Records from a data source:
--------------------------------
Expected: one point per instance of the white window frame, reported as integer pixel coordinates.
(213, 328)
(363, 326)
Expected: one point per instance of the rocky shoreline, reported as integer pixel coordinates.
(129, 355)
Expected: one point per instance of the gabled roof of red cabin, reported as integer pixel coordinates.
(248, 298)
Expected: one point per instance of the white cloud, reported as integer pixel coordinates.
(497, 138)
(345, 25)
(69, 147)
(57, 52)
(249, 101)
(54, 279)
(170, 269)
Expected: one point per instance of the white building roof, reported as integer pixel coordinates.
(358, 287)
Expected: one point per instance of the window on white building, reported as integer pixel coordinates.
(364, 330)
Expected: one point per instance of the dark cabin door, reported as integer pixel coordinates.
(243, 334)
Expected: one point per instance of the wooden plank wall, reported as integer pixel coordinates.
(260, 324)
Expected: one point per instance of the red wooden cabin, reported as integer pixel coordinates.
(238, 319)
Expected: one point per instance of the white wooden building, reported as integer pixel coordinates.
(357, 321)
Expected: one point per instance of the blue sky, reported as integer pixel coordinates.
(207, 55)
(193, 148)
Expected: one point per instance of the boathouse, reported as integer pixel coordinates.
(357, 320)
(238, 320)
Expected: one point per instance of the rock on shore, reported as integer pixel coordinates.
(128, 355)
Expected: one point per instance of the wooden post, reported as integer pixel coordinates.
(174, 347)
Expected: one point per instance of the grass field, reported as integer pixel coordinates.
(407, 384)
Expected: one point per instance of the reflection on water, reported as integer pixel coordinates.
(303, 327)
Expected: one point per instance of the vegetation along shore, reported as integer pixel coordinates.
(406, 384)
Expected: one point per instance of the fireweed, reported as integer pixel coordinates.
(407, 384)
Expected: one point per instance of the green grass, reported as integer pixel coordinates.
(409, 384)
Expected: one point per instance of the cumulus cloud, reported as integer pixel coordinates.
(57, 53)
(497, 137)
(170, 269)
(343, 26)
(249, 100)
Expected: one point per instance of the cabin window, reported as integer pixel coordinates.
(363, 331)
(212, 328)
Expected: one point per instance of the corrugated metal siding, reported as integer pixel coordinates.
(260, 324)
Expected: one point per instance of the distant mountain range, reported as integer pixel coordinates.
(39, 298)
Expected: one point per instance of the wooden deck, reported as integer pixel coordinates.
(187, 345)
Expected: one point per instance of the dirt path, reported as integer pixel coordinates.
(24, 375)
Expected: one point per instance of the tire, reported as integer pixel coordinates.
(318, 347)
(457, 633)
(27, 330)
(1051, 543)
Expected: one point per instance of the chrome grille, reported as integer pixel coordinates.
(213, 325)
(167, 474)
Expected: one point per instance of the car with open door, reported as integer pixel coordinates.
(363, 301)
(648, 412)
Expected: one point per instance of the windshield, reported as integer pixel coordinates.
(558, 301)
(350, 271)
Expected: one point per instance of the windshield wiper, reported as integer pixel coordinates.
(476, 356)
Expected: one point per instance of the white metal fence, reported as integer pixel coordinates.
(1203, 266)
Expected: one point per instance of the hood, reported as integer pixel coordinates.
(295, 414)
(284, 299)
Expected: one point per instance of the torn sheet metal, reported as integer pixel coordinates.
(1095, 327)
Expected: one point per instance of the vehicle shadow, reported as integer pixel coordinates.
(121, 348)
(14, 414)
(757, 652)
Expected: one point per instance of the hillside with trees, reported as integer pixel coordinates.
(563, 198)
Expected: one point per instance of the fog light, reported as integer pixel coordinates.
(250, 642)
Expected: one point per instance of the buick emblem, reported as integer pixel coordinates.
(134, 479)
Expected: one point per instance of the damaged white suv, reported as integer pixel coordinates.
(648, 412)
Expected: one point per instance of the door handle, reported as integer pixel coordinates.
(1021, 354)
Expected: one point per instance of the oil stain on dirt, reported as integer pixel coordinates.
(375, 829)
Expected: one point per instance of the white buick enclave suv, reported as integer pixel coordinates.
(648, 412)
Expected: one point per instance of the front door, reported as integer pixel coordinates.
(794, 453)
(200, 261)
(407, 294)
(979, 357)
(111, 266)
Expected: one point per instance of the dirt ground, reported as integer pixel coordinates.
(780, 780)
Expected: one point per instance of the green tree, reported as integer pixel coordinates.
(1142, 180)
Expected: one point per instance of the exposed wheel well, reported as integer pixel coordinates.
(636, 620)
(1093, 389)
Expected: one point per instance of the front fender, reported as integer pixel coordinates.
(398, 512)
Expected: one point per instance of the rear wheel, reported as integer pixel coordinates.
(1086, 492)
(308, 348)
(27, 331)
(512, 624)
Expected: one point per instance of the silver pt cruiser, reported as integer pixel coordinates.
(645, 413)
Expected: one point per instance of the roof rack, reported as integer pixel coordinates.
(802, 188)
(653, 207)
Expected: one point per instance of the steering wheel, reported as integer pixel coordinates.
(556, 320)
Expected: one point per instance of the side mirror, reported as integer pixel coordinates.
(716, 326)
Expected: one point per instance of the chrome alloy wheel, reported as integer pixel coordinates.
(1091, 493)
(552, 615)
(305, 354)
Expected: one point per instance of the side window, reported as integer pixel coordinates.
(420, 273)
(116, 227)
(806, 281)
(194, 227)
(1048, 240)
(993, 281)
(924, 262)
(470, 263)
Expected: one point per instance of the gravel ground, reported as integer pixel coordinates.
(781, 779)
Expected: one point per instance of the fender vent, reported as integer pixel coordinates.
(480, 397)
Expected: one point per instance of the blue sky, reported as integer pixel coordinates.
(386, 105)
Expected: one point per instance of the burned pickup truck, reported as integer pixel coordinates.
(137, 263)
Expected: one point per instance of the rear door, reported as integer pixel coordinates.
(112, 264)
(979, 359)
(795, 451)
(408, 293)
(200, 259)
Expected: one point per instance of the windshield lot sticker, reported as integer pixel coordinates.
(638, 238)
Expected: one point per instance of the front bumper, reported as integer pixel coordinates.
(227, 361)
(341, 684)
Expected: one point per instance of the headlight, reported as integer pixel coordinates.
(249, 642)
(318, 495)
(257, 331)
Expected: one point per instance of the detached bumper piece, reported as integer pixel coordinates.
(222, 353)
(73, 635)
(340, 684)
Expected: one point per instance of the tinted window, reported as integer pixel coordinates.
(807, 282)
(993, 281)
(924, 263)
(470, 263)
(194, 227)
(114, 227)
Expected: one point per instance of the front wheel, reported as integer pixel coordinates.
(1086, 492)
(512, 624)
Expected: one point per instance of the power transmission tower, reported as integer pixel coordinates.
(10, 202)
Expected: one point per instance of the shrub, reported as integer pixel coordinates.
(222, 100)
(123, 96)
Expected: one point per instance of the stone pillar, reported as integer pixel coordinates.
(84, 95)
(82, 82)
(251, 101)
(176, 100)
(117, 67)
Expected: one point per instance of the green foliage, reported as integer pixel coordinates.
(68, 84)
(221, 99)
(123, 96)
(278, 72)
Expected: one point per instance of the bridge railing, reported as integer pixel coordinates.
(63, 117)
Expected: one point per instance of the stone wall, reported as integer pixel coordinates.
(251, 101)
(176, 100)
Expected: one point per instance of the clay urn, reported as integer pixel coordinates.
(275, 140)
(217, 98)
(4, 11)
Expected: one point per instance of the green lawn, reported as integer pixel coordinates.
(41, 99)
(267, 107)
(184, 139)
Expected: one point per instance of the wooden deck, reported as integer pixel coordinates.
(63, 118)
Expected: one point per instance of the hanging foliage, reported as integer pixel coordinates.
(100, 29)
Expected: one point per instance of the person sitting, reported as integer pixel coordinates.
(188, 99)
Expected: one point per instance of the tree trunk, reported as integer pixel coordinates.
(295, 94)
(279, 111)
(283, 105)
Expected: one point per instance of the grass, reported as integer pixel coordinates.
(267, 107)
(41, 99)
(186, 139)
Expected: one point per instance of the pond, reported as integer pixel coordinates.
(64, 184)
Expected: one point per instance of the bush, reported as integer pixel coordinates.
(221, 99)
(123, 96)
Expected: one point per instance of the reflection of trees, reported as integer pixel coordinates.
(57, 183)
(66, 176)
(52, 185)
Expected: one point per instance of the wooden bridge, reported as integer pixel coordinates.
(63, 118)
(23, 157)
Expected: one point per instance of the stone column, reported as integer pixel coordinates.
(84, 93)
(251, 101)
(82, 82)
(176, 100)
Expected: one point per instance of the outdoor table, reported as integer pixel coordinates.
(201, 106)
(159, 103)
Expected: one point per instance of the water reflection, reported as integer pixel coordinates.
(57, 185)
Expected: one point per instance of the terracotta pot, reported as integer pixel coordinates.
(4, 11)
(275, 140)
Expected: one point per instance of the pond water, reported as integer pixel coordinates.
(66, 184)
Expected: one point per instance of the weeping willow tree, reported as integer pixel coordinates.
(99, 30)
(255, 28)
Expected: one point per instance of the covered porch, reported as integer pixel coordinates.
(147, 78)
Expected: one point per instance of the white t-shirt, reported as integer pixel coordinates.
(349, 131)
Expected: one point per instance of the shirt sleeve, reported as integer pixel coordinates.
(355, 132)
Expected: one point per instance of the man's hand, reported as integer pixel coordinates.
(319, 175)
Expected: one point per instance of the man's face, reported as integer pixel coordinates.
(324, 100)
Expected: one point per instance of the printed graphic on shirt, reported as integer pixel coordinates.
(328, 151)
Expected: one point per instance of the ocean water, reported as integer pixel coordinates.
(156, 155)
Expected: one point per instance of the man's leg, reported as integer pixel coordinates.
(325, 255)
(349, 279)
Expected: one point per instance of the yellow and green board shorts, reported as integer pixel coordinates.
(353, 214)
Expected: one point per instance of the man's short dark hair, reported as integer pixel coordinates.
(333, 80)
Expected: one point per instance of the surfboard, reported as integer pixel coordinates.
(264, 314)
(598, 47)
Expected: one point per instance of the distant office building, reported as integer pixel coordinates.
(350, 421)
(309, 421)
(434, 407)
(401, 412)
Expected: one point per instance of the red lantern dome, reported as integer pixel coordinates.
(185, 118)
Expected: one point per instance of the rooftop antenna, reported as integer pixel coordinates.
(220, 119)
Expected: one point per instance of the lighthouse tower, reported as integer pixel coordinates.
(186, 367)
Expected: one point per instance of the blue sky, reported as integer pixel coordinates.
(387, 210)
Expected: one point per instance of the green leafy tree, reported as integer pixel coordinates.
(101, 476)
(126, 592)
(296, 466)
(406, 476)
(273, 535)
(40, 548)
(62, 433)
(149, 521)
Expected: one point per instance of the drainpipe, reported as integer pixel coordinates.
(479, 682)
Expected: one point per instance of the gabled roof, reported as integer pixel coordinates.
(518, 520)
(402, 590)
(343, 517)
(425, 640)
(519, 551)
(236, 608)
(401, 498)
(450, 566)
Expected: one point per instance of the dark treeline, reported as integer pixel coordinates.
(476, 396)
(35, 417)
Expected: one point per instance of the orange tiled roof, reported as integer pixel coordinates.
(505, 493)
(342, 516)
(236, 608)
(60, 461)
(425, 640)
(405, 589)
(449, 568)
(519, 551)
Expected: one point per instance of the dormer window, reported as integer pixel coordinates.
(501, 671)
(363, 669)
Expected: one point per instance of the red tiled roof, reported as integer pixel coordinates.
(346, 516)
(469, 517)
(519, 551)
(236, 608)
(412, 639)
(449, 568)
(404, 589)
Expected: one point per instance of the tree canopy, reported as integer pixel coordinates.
--------------------------------
INSTRUCTIONS TO FOLLOW = Quote word for word the records above, from the line containing "Expected: one point per instance of the drainpipe, reported" through the last line, inclusive.

COMPLETE RESPONSE =
Expected: one point per instance of the drainpipe, reported as integer pixel coordinates.
(479, 682)
Expected: one point per instance of the gabled roof, reported as integer pixel coordinates.
(518, 520)
(402, 590)
(343, 517)
(425, 640)
(519, 551)
(236, 608)
(401, 498)
(450, 566)
Expected: one point per instance of the dark treeline, reported as integer pixel coordinates.
(476, 396)
(35, 417)
Expected: one point per instance of the orange tiled roof, reported as integer pixel coordinates.
(505, 493)
(342, 516)
(236, 608)
(60, 461)
(425, 640)
(405, 589)
(449, 568)
(519, 551)
Expected: one point per instance of the dormer window, reported as integer pixel coordinates.
(501, 671)
(363, 669)
Expected: one point per instance of the red tiled roof, reported as integer pixel coordinates.
(346, 516)
(469, 517)
(519, 551)
(236, 608)
(412, 639)
(449, 568)
(404, 589)
Expected: one point per instance of the tree canopy, reported as integer pixel coordinates.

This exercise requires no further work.